- [SELECTED EXTRACT]
↓

I thought we already knew this, but here goes:

Schizophrenia may blur the boundary between internal and external realities by over-activating a brain system that is involved in self-reflection, and thus causing an exaggerated focus on self, a new MIT and Harvard brain imaging study has found.

The traditional view of schizophrenia is that the disturbed thoughts, perceptions and emotions that characterize the disease are caused by disconnections among the brain regions that control these different functions.

But this study, appearing Jan. 19 in the advance online issue of the Proceedings of the National Academy of Sciences, found that schizophrenia also involves an excess of connectivity between the so-called default brain regions, which are involved in self-reflection and become active when we are thinking about nothing in particular, or thinking about ourselves.

“People normally suppress this default system when they perform challenging tasks, but we found that patients with schizophrenia don’t do this,” said John D. Gabrieli, a professor in the McGovern Institute for Brain Research at MIT and one of the study’s 13 authors. “We think this could help to explain the cognitive and psychological symptoms of schizophrenia.”

Gabrieli added that he hopes the research might lead to ways of predicting or monitoring individual patients’ response to treatments for this mental illness, which occurs in about 1 percent of the population.

Schizophrenia has a strong genetic component, and first-degree relatives of patients (who share half their genes) are 10 times more likely to develop the disease than the general population. The identities of these genes and how they affect the brain are largely unknown.

The researchers thus studied three carefully matched groups of 13 subjects each: schizophrenia patients, nonpsychotic first-degree relatives of patients and healthy controls. They selected patients who were recently diagnosed, so that differences in prior treatment or psychotic episodes would not bias the results.

The subjects were scanned by functional magnetic resonance imaging (fMRI) while resting and while performing easy or hard memory tasks. The behavioral and clinical testing were performed by Larry J. Seidman and colleagues at Harvard Medical School, and the imaging data were analyzed by first author Susan Whitfield-Gabrieli, a research scientist at the MIT Martinos Imaging Center at the McGovern Institute.


The rest is here, at MIT

Comments

  1. #1 uncle noel
    January 26, 2009

    I wonder if such apparently maladaptive genes and traits are so common because they have been selected for in some way, at some time in the past. Mental illness seems associated with creativity and religious mental states; maybe maybe individuals with the the related genes sometimes confer beneficial traits to a group or village. Like a sociobiological version of the sickle-cell gene.

  2. #2 Lilian Nattel
    January 26, 2009

    Even if it isn’t beneficial, it can persist because it doesn’t especially interfere with reproduction.

  3. #3 Greg Laden
    January 26, 2009

    But… neutral traits eventually become fixed (usually they just go away) in a population. SZ is probably genetic in some forms, and is probably in balance in some forms.

    Some days I think everything is a balanced polymorphism.

  4. #4 uncle noel
    January 27, 2009

    I don’t think Vincent Van Gogh reproduced, but his brother Theo did.
    I think BP must have something to do with: the gay, the immune system, intelligence…
    but “everything”?
    Thanks for teaching me the word for it.

↑

- [Saved entries]
↓

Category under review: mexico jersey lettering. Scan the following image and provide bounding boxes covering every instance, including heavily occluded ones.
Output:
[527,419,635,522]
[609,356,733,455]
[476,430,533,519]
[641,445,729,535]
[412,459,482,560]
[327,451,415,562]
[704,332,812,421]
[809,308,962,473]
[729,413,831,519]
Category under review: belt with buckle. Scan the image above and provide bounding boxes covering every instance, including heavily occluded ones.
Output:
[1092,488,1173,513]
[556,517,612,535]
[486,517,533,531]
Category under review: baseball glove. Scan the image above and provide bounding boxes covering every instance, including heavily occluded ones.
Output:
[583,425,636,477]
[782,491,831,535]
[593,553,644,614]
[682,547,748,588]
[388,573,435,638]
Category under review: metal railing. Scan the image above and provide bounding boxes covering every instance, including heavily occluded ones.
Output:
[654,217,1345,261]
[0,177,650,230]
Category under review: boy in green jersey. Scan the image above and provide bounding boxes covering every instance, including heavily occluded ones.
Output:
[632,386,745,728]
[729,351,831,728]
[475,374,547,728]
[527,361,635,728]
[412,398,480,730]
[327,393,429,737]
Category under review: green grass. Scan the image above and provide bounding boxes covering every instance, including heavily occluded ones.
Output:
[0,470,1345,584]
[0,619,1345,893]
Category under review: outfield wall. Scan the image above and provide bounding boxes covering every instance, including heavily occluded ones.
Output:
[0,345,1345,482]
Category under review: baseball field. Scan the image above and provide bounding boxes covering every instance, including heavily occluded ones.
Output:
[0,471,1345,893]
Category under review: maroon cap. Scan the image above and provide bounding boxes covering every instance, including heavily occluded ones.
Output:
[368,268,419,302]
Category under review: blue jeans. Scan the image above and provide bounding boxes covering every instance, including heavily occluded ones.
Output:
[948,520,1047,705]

↑

- [TASKS]
(A) List the groups of subjects compared in the study described in the schizophrenia post.
(B) Answer these questions from the schizophrenia post, each on its own line:
(i) On what date did the study appear in the advance online issue of the Proceedings of the National Academy of Sciences?
(ii) About what share of the population does this mental illness occur in?
(iii) Who analyzed the imaging data?
(C) Please return the part of the schizophrenia post that begins at the words "Schizophrenia has a" and stops after the words "are largely unknown.", copied exactly.

- [REPLIES]
(A)
- Schizophrenia patients
- Nonpsychotic first-degree relatives of patients
- Healthy controls

(B)
(i) Jan. 19
(ii) About 1 percent
(iii) First author Susan Whitfield-Gabrieli, a research scientist at the MIT Martinos Imaging Center at the McGovern Institute

(C)
Schizophrenia has a strong genetic component, and first-degree relatives of patients (who share half their genes) are 10 times more likely to develop the disease than the general population. The identities of these genes and how they affect the brain are largely unknown.